** START **

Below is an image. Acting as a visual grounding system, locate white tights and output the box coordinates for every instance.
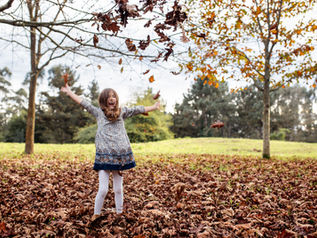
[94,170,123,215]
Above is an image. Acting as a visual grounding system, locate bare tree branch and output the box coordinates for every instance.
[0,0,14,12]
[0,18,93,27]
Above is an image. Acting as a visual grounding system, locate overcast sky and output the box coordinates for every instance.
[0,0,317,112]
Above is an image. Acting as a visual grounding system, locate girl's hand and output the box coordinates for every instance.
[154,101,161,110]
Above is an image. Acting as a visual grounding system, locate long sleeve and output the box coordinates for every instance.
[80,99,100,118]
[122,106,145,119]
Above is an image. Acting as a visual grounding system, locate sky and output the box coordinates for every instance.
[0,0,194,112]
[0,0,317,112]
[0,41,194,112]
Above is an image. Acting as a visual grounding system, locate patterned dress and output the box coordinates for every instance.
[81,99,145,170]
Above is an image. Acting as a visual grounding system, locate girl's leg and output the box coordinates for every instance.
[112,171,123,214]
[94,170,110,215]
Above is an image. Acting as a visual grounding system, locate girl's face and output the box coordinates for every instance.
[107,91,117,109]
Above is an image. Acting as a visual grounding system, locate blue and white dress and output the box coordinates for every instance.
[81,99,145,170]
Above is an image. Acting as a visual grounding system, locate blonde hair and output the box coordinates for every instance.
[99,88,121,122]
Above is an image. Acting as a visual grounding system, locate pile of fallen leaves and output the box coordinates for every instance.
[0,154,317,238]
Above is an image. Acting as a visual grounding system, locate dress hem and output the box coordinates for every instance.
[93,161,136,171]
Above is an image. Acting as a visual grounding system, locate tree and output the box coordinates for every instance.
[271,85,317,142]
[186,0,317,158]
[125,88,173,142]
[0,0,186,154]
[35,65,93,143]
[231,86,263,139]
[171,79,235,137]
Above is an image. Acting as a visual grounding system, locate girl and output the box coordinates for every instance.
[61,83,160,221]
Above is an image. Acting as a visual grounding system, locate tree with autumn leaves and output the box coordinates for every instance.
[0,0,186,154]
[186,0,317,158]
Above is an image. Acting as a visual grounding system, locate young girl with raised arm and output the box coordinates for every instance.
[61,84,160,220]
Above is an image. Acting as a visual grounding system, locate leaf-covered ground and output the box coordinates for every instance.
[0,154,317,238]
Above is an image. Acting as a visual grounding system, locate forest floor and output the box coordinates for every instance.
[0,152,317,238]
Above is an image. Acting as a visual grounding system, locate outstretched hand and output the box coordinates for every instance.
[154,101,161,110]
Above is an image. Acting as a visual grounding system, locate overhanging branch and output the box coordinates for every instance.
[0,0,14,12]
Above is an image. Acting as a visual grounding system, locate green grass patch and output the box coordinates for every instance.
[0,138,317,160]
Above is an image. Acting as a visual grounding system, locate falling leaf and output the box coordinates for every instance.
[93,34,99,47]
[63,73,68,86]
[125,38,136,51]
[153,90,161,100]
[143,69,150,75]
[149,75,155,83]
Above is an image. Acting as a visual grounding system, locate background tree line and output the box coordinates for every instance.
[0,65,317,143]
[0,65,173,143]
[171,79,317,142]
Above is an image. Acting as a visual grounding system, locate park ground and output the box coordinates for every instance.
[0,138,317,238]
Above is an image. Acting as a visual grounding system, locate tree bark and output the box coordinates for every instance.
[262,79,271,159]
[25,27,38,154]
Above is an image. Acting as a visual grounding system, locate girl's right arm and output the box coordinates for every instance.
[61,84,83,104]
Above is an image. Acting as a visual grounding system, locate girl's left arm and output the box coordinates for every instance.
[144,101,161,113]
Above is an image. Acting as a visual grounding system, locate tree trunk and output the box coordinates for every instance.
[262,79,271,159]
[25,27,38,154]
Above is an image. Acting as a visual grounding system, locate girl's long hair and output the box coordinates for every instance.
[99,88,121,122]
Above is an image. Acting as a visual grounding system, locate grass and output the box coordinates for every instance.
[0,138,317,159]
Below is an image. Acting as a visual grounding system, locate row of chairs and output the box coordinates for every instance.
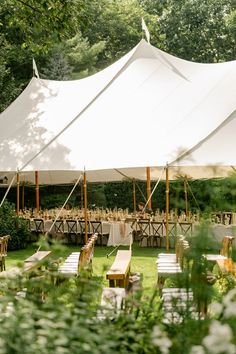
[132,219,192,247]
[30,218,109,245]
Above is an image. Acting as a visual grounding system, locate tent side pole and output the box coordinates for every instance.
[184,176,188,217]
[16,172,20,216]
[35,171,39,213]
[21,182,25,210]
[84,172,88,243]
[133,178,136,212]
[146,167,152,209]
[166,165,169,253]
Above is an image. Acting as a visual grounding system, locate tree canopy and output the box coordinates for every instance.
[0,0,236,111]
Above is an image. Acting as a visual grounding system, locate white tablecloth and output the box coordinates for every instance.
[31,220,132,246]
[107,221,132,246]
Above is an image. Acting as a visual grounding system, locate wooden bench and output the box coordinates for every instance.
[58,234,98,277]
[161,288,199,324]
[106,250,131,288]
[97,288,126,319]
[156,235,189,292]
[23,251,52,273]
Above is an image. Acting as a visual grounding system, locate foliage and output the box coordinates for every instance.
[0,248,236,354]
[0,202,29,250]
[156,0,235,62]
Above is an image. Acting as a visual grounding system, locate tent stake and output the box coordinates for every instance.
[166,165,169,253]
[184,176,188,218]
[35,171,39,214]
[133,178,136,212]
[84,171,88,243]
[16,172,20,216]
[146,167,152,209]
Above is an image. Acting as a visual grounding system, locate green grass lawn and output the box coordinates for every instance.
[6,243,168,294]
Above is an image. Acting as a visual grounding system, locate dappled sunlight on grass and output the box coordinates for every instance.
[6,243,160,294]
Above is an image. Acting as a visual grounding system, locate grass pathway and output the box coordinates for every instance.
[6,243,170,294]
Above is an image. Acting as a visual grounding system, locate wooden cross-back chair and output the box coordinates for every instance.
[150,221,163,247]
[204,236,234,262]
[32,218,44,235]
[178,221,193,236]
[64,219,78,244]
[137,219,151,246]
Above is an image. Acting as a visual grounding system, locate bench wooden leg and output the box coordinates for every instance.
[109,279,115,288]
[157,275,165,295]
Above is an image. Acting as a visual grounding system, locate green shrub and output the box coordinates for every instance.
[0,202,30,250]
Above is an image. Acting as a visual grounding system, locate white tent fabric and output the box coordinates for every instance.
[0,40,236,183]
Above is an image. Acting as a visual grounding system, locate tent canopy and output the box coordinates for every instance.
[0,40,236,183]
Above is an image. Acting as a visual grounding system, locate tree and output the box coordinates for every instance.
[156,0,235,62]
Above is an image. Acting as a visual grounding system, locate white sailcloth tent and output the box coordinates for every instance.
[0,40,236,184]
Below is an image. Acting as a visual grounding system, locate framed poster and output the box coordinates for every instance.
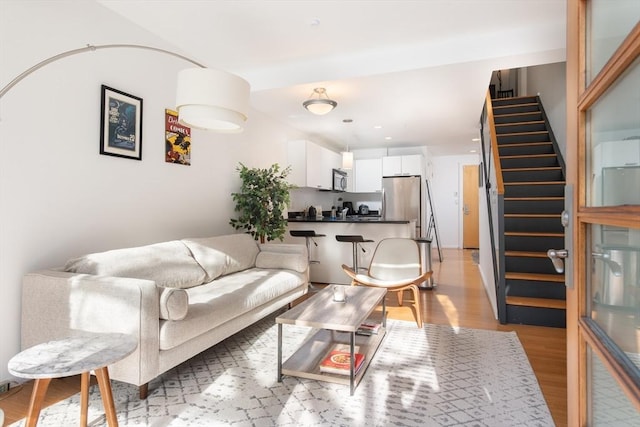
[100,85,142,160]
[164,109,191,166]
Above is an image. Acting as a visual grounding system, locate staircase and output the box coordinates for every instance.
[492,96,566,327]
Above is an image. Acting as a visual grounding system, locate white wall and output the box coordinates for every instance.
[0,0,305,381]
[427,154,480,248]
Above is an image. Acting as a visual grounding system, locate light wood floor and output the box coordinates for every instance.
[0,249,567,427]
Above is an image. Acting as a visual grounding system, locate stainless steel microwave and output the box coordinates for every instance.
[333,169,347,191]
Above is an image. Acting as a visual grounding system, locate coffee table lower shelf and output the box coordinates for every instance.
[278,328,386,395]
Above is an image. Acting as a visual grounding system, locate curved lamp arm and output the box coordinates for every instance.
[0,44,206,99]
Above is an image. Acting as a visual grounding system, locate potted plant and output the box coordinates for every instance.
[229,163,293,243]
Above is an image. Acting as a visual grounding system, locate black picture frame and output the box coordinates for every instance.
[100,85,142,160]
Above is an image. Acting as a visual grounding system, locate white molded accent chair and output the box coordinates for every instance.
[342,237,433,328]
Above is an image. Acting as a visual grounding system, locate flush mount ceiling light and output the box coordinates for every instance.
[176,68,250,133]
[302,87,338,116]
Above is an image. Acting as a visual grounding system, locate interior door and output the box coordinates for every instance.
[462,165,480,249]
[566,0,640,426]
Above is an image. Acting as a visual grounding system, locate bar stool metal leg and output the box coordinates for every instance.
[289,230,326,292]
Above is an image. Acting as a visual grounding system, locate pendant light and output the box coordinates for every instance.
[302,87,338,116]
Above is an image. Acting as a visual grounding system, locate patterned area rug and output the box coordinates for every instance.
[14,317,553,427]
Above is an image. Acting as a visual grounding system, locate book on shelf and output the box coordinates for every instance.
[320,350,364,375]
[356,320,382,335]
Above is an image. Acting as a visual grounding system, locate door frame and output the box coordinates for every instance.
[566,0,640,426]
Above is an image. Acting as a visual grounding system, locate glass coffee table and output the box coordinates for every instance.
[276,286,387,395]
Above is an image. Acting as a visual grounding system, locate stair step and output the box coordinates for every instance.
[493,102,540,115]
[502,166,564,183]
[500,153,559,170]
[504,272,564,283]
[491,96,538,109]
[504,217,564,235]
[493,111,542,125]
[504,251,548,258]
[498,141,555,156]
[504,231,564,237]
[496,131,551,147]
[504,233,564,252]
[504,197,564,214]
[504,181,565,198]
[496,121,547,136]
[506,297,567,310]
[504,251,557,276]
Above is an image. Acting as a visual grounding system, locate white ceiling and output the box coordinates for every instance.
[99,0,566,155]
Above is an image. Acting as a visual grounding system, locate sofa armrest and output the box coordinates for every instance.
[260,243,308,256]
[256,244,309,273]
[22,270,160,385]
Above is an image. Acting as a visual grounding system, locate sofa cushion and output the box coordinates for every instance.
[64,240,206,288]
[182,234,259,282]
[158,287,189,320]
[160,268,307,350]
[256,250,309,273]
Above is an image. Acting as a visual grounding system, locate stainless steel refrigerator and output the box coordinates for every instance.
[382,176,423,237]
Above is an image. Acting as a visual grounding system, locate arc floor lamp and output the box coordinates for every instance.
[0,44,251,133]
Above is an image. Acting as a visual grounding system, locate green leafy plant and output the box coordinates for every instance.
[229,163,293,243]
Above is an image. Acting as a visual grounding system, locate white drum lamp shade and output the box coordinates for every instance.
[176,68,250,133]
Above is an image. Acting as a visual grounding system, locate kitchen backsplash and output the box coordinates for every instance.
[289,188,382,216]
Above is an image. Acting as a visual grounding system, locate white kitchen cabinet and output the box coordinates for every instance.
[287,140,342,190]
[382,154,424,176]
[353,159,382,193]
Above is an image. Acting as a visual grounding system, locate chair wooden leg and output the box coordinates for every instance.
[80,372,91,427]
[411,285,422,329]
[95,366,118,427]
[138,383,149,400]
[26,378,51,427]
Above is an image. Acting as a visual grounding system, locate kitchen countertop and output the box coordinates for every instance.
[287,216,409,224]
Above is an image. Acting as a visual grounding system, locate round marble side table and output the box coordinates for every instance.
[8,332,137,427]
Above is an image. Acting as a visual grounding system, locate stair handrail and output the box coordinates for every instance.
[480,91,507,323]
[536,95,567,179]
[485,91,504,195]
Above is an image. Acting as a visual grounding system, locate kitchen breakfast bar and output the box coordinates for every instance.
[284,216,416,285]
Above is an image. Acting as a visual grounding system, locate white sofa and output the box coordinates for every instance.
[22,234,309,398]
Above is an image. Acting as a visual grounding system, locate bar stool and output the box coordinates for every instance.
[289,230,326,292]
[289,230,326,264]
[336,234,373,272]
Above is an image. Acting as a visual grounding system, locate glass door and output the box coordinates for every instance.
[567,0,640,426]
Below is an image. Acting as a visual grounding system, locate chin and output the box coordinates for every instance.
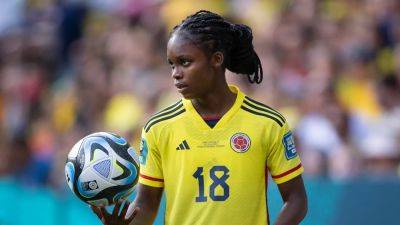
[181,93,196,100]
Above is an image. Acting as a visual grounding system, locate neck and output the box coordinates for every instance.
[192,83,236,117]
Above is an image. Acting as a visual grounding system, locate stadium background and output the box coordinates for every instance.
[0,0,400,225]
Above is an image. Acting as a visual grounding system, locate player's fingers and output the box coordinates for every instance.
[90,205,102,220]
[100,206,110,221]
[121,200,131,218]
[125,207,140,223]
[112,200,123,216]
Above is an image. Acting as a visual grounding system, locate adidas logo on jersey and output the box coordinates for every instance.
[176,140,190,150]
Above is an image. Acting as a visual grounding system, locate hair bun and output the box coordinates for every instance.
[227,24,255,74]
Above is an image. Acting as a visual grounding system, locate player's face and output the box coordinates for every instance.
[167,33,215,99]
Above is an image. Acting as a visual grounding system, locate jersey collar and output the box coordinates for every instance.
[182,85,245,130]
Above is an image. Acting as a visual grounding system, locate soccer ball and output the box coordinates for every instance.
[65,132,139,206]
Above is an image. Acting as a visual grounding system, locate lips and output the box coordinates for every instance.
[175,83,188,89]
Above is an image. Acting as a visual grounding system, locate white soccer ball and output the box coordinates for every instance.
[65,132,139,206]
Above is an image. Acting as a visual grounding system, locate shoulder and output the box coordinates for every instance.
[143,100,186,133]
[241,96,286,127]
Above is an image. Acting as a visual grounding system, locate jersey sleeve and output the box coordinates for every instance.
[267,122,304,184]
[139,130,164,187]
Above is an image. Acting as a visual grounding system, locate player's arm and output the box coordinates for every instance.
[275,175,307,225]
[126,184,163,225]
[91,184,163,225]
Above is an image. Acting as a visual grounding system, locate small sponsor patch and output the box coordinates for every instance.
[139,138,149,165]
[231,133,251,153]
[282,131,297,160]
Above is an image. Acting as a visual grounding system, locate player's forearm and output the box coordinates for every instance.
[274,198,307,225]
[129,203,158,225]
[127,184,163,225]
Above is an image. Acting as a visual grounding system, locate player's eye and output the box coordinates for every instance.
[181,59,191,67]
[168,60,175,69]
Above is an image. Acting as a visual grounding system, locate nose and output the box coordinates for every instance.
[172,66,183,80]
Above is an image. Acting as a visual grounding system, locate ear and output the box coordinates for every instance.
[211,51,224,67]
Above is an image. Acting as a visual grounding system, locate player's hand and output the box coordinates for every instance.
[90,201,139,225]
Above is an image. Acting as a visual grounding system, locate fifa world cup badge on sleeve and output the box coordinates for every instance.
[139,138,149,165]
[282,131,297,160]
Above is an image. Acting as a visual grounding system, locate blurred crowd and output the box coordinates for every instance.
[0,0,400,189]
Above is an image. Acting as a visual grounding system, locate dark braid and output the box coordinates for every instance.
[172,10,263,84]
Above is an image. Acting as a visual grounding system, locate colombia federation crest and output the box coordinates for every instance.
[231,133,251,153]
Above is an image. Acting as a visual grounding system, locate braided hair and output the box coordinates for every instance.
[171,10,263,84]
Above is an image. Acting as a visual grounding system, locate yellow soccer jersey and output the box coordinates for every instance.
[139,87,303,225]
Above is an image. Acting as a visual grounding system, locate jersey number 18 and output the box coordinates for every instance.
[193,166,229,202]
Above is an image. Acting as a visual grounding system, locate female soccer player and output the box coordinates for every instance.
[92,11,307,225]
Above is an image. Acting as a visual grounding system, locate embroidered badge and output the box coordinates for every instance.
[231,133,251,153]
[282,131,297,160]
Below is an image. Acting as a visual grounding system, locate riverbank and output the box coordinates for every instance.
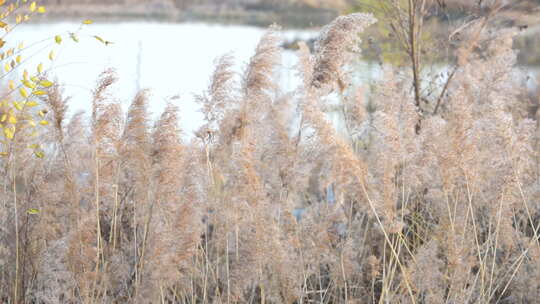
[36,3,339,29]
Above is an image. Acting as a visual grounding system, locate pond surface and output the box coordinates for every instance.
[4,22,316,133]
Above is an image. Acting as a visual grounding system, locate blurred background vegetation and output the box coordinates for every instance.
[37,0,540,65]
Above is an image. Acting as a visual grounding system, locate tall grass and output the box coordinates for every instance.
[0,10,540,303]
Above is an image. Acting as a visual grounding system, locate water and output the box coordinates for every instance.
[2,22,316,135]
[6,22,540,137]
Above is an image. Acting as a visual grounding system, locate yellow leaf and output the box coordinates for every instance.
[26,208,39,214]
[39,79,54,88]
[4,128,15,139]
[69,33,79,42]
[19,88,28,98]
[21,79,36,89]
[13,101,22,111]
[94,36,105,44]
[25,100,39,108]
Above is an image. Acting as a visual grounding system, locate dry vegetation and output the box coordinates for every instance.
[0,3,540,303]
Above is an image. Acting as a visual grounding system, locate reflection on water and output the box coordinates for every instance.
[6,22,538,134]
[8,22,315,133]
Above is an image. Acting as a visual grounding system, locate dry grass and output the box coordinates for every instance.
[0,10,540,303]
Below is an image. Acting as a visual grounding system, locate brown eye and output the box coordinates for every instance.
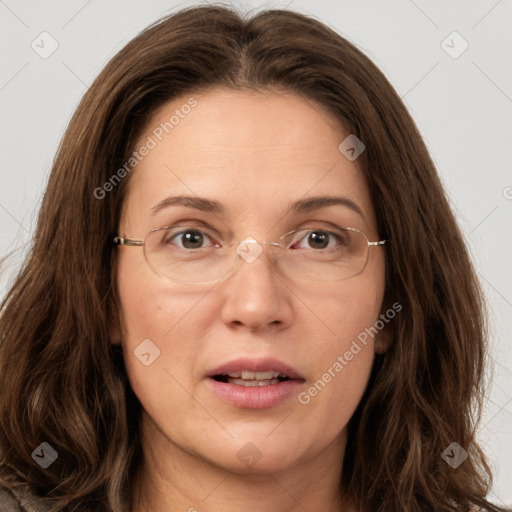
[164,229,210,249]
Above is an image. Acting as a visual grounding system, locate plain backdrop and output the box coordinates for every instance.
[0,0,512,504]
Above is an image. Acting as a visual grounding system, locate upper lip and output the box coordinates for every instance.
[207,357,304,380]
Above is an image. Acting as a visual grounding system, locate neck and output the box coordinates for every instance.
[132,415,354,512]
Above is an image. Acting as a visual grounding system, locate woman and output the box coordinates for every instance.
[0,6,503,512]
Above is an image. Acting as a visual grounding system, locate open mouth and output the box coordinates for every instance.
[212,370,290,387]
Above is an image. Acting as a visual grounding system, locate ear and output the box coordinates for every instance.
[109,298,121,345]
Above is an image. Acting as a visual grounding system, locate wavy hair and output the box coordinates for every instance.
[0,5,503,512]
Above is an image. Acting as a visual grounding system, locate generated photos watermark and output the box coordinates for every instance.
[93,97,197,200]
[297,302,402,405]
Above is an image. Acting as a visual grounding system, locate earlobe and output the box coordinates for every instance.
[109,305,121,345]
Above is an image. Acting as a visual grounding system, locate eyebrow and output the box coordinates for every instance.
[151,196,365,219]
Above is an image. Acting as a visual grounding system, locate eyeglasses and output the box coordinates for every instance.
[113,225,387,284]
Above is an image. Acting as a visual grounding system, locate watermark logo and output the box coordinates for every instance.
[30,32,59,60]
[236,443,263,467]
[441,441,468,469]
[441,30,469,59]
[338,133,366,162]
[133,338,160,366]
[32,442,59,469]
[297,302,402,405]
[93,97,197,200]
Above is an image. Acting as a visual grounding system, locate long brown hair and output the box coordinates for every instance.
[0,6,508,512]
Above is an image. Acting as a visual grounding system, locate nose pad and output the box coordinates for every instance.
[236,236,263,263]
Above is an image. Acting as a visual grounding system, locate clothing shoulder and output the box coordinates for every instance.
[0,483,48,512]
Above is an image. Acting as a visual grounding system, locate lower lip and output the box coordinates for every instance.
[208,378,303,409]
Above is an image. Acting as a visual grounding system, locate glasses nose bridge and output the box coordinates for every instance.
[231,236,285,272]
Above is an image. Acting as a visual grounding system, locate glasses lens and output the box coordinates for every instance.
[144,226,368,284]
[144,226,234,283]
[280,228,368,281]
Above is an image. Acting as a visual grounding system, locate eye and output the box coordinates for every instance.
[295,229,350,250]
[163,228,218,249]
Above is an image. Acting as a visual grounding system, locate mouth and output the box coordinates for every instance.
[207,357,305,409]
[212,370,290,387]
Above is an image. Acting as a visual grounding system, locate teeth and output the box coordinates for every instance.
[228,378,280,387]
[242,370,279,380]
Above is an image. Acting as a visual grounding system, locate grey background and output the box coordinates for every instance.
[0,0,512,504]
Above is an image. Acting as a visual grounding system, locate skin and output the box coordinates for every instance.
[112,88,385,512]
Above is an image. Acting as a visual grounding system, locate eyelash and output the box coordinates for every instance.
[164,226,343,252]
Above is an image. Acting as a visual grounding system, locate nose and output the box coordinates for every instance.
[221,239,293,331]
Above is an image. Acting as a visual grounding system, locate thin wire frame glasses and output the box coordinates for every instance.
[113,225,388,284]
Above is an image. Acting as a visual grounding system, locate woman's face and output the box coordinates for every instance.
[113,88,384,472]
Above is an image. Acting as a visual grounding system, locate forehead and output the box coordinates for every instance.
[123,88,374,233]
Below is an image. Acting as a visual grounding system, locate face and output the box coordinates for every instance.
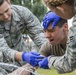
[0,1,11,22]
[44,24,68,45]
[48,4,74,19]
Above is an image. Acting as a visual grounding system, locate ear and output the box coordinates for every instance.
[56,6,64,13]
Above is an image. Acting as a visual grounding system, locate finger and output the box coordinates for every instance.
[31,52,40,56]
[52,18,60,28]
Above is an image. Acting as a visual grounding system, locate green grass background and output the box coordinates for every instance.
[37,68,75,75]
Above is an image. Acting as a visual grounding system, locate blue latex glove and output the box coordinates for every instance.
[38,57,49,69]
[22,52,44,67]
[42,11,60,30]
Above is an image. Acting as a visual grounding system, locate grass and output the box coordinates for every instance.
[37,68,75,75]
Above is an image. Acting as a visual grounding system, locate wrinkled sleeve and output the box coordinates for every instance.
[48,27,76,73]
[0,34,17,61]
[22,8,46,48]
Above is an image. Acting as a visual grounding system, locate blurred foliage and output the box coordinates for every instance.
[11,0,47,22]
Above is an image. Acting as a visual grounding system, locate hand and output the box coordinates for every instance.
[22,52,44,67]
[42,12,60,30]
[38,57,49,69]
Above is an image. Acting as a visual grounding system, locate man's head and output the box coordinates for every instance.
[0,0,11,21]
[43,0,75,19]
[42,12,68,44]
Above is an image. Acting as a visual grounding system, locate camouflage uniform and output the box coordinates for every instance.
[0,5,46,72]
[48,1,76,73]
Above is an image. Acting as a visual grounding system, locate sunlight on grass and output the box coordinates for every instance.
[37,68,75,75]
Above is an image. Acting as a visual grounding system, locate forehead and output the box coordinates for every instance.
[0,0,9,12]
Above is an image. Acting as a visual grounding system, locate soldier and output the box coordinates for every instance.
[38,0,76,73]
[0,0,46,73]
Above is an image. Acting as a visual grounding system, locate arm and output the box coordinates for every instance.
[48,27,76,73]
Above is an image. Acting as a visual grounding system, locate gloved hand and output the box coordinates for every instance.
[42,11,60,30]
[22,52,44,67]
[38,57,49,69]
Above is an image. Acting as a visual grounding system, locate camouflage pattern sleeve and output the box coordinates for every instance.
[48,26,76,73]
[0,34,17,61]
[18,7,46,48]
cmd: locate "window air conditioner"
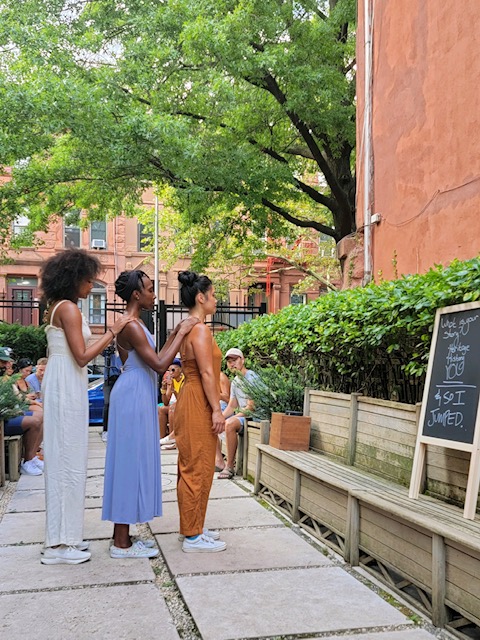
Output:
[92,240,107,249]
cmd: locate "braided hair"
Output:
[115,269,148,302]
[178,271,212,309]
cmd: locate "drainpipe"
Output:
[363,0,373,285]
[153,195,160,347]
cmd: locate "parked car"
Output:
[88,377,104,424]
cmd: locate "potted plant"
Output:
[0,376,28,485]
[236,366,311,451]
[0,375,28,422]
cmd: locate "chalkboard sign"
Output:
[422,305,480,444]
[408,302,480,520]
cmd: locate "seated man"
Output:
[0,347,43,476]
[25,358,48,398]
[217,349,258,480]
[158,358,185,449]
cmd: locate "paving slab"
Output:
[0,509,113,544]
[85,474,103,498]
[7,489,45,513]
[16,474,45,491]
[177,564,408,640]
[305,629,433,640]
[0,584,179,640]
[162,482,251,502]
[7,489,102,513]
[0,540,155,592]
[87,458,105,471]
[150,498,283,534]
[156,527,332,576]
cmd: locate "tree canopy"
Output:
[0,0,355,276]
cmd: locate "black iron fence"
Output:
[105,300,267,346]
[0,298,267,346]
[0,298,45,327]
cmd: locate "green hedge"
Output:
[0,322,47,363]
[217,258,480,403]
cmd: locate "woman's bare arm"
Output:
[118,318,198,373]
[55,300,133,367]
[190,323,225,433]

** END **

Short task » Please copy out the rows above, from the very first line through the line with "[0,18,93,27]", including that line, and leave the pictures out.

Written response »
Below is an image. Acting as a visual grounding system, locate white tights and output the box coordinates for every instance.
[94,170,123,215]
Above is an image. Acting as a visual grounding system, locate bare tree branch and output the box coordinates for every instance.
[0,0,14,12]
[0,18,93,27]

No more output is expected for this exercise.